**Required action**
Every line of the material that follows must be printed again exactly.
★ ★ ★ ★ ★
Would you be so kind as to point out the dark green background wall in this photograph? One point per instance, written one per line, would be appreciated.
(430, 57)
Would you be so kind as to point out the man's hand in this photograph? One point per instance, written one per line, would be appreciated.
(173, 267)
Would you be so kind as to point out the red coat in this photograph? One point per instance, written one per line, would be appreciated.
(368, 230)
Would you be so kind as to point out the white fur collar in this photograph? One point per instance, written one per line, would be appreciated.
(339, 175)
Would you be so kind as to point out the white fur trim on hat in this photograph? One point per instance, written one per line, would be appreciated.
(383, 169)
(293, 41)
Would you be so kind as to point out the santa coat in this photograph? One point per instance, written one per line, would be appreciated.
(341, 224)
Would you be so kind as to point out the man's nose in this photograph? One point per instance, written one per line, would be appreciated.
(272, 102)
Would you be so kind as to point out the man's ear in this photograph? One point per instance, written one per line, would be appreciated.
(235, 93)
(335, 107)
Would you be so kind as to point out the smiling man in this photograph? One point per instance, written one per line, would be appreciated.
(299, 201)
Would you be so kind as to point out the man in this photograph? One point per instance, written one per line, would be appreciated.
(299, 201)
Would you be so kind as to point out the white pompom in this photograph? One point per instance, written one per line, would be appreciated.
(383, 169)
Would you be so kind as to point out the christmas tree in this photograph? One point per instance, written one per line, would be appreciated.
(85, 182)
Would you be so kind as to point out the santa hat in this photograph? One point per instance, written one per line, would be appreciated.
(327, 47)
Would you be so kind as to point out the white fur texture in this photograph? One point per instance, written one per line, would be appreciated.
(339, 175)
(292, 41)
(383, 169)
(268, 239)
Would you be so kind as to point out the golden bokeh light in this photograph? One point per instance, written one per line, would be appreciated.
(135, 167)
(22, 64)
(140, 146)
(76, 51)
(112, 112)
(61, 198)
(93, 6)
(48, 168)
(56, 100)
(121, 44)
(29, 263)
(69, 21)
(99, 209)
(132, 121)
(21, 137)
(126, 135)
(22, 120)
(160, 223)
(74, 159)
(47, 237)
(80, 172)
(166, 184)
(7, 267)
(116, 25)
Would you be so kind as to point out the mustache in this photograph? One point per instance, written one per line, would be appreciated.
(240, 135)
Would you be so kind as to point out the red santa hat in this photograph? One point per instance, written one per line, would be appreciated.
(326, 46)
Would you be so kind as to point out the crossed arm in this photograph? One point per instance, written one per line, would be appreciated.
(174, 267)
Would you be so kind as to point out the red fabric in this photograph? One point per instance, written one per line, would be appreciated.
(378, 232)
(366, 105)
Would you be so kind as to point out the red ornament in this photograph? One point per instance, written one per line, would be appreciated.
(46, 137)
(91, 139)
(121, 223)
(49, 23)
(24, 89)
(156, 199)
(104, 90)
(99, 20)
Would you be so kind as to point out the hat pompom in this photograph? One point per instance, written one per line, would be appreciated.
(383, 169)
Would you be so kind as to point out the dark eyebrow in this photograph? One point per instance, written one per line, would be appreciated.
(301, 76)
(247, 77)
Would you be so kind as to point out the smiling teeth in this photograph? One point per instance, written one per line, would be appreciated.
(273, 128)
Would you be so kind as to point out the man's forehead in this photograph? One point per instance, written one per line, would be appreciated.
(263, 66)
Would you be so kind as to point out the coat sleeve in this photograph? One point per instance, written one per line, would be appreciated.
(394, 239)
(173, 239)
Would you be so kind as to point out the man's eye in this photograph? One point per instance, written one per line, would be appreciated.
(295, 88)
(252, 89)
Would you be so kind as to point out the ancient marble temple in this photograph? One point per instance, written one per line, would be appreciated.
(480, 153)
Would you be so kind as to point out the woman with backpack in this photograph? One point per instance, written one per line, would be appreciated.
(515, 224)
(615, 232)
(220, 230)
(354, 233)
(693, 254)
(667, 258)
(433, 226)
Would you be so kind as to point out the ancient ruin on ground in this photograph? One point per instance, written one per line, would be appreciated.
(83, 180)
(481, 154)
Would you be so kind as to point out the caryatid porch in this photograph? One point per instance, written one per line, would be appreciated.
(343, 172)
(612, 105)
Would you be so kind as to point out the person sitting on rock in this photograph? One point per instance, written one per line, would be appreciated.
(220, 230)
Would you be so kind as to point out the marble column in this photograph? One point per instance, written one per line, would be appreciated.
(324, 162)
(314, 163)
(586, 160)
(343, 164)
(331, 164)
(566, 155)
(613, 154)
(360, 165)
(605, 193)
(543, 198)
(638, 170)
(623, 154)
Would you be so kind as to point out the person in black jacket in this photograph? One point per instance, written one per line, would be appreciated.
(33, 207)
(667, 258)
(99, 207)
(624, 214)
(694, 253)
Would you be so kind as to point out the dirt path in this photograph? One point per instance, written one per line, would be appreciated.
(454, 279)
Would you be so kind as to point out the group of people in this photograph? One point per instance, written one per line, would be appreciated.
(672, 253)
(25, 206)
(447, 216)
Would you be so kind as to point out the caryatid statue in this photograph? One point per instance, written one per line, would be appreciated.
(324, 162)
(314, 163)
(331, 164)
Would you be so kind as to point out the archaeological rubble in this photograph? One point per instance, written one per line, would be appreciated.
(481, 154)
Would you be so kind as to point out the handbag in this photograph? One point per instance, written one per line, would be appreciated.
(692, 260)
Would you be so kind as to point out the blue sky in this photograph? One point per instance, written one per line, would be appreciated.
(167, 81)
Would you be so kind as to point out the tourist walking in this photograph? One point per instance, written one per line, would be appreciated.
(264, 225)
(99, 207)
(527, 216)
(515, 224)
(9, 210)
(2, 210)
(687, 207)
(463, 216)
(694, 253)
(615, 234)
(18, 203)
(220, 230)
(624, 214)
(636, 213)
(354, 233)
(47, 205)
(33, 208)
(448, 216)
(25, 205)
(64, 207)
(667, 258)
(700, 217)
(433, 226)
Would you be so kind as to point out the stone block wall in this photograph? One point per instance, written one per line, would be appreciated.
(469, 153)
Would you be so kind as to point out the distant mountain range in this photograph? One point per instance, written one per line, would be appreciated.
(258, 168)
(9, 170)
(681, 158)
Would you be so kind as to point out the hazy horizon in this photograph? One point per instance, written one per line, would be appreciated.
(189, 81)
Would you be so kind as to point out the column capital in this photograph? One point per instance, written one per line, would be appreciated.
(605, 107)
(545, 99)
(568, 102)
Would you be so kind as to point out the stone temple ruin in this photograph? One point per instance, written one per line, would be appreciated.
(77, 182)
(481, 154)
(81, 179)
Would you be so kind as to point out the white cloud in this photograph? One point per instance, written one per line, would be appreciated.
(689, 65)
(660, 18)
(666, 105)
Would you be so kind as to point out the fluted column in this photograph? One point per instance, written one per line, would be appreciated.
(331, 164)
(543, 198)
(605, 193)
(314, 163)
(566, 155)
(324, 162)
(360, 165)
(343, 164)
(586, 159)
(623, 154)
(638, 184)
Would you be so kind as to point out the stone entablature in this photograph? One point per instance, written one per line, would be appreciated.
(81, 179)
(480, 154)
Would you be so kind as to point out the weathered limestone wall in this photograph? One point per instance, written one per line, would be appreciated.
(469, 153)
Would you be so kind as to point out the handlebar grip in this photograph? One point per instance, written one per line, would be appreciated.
★ ★ ★ ★ ★
**Output for this exercise**
Would you be so kind as to point out the dark green background wall in this photograph? One point per instance, written one per line, would be appreciated.
(430, 57)
Would you be so kind as to point out the man's hand in this photograph? One point per instance, written one per line, would be appreciated.
(173, 267)
Would you be so kind as to point out the red coat in this photograph? One point per instance, written one per line, would be appreciated.
(368, 230)
Would you be so kind as to point out the white fur collar in this photograph? One point per instance, written one per line, would be appreciated.
(339, 175)
Would you be so kind as to point out the white fur trim on hat in this photograph? One point per instance, written one per line, would be appreciated.
(383, 169)
(293, 41)
Would you be so kind as to point out the santa coat in this photograph? One point per instance, written one per line, would be appreciated.
(341, 224)
Would you be so kind as to point out the man's nose in this photograph? One point per instance, written one per line, would be appreciated.
(272, 102)
Would you be so kind as to point out the man's ear in this photograph? One point per instance, written one per line, would be appreciated.
(235, 93)
(335, 107)
Would you be so kind as to point out the smiling man in this photograph? One point per instance, written one per line, would be appreciated.
(299, 201)
Would you be so kind as to point out the man in this photograph? One point per instance, written one per line, would be appreciated.
(299, 201)
Would you be so kind as to point out the white pompom in this photograph? One point per instance, written one per line, would be appreciated.
(383, 169)
Would you be so kind as to point out the christmas tree in this photograph? One point per instance, written one per line, would be appreciated.
(85, 182)
Would you be so kind as to point out the santa hat in this photograph? One point per instance, written one per line, would be appreciated.
(327, 47)
Would you be so kind as to point out the white fur texture in this photograph? One point per instance, written one per line, would be appreciated.
(339, 175)
(292, 41)
(383, 169)
(268, 239)
Would you be so kind as to point out the golden bokeh light in this photograph? One point per instance, written one per line, would be appreciated.
(135, 167)
(22, 64)
(140, 146)
(76, 51)
(112, 112)
(61, 198)
(93, 6)
(48, 168)
(56, 100)
(121, 44)
(29, 263)
(69, 21)
(99, 209)
(132, 121)
(21, 137)
(126, 135)
(22, 120)
(160, 223)
(74, 159)
(47, 237)
(80, 172)
(166, 184)
(7, 267)
(116, 25)
Would you be so kind as to point out the mustache in this photograph? One point per instance, written one per line, would be appreciated.
(240, 135)
Would you be so kind as to point out the red santa hat in this photograph? One point per instance, written one per line, would be appreciated.
(326, 46)
Would you be so kind as to point out the crossed arm in this photograph? One point per instance, written one per line, would be appreciated.
(174, 267)
Would you be so kind as to point out the red fabric in this photograph? One point per instance, written one per line, would be appreciated.
(378, 232)
(366, 105)
Would you be so kind as to point out the red ornament in this photograph? One point per instance, written one per line, would be appreciated.
(46, 137)
(91, 139)
(121, 223)
(49, 23)
(24, 89)
(156, 199)
(104, 90)
(99, 20)
Would you be so kind as to point out the hat pompom in this photograph? One point per instance, written one per line, would be appreciated.
(383, 169)
Would you be so kind as to point out the dark eyebrow in this photograph? One point per instance, written one per line, would be appreciated.
(301, 76)
(247, 77)
Would you be so kind as to point out the smiling teeth in this photograph? One point per instance, written one per line, would be appreciated.
(273, 128)
Would you be so kind as to point out the man's forehead in this photograph? One point per instance, written one per line, would be appreciated.
(263, 66)
Would you be so kind as to point out the coat sleeve in this photograph? One point per instance, written one per line, would be appreciated.
(394, 239)
(173, 239)
Would you be so kind as to point out the man's eye in this photograph? One point per instance, written one per line, would be appreciated.
(295, 88)
(252, 89)
Would you be so kind as to point out the ancient marble temple in this photograph? One point per instance, written one per line, would be appreciated.
(480, 153)
Would you be so kind as to point out the woman with backpack in this photograph? One point per instance, written one per line, would be appreciated.
(515, 224)
(615, 232)
(220, 230)
(354, 233)
(693, 254)
(667, 258)
(433, 226)
Would you be so kind as to point out the ancient ruin on ground in this photograph? One point per instance, written one per line, would be appreciated.
(83, 180)
(481, 154)
Would you be so kind as to point out the caryatid porch in this photograph? One point per instance, written one per line, would be appreciated.
(343, 172)
(612, 105)
Would you be so kind as to point out the person sitting on rock in this photograph? One point per instance, written one per line, would be appreciated.
(220, 230)
Would you be so kind as to point out the marble column in this photograph? One point per instance, written one per line, would be appreciated.
(324, 162)
(314, 163)
(586, 160)
(343, 164)
(331, 164)
(566, 155)
(613, 154)
(360, 165)
(605, 193)
(543, 198)
(638, 170)
(623, 154)
Would you be so kind as to point out the person in black jacket in this photograph? One point per instance, written one per line, would be appreciated.
(33, 207)
(667, 258)
(99, 207)
(624, 214)
(694, 253)
Would you be so kind as to point out the dirt path in this photograph? One point per instance, written one per line, would be appreciated.
(454, 279)
Would you be so kind as to point out the group of people in this photograph? One point per instance, written one per line, would be appreciated.
(672, 253)
(25, 206)
(447, 216)
Would you be so kind as to point out the caryatid statue in this photograph? One point per instance, written one per line, would be appreciated.
(324, 162)
(314, 163)
(331, 164)
Would you be so kind as to point out the archaeological rubble in this photograph? One point per instance, written one per line, would be appreciated.
(481, 154)
Would you be so kind as to point out the handbag in this photograph? One point per instance, written one per line, would be appreciated.
(692, 260)
Would you be so kind as to point out the blue sky in this photograph? One point per instance, written one per line, would be appreciated.
(167, 81)
Would you be so kind as to point out the tourist walking in this photograph? One point per instance, written one per line, would be appreciated.
(264, 225)
(99, 207)
(527, 216)
(515, 224)
(9, 210)
(2, 210)
(687, 207)
(463, 216)
(694, 253)
(615, 234)
(18, 203)
(220, 230)
(624, 214)
(636, 213)
(354, 233)
(47, 205)
(33, 208)
(448, 216)
(25, 205)
(64, 207)
(667, 258)
(700, 217)
(433, 226)
Would you be so kind as to point out the stone block wall in this photograph? One point per instance, written one per line, would be appreciated.
(469, 153)
Would you be so kind as to point out the distant mountain range in this photograph? One point per instance, written one per line, would be appreciated.
(258, 168)
(9, 170)
(681, 158)
Would you be so kind as to point out the hazy horizon in this photograph? One point per instance, written one per line, would be appreciated.
(189, 81)
Would you be so kind as to point out the column capital in this photograph? One point per instance, written one per line, would be appreciated.
(605, 107)
(545, 99)
(568, 102)
Would you be so kind as to point out the stone temple ruin in this photograph? One point per instance, written one per line, would be appreciated.
(77, 182)
(481, 154)
(81, 179)
Would you be so kind as to point out the white cloud in this photograph? One point per instance, written one per line, would be appreciated.
(689, 65)
(660, 18)
(666, 105)
Would you be so kind as to point out the fluted column in this photograph? One point per instance, written one per line, would be appreciated.
(331, 164)
(543, 198)
(605, 193)
(314, 163)
(566, 155)
(324, 162)
(360, 165)
(343, 164)
(586, 159)
(623, 154)
(638, 184)
Would you be so kind as to point out the stone entablature in this photograph? One point per instance, written one per line, would be appreciated.
(81, 179)
(480, 154)
Would you be so kind as to point out the weathered limestone wall in this photograph? One point per instance, written one per line, would be appreciated.
(469, 153)
Would you be so kind as to point out the handlebar grip in this photograph? One point per instance, written one per line, would be appreciated.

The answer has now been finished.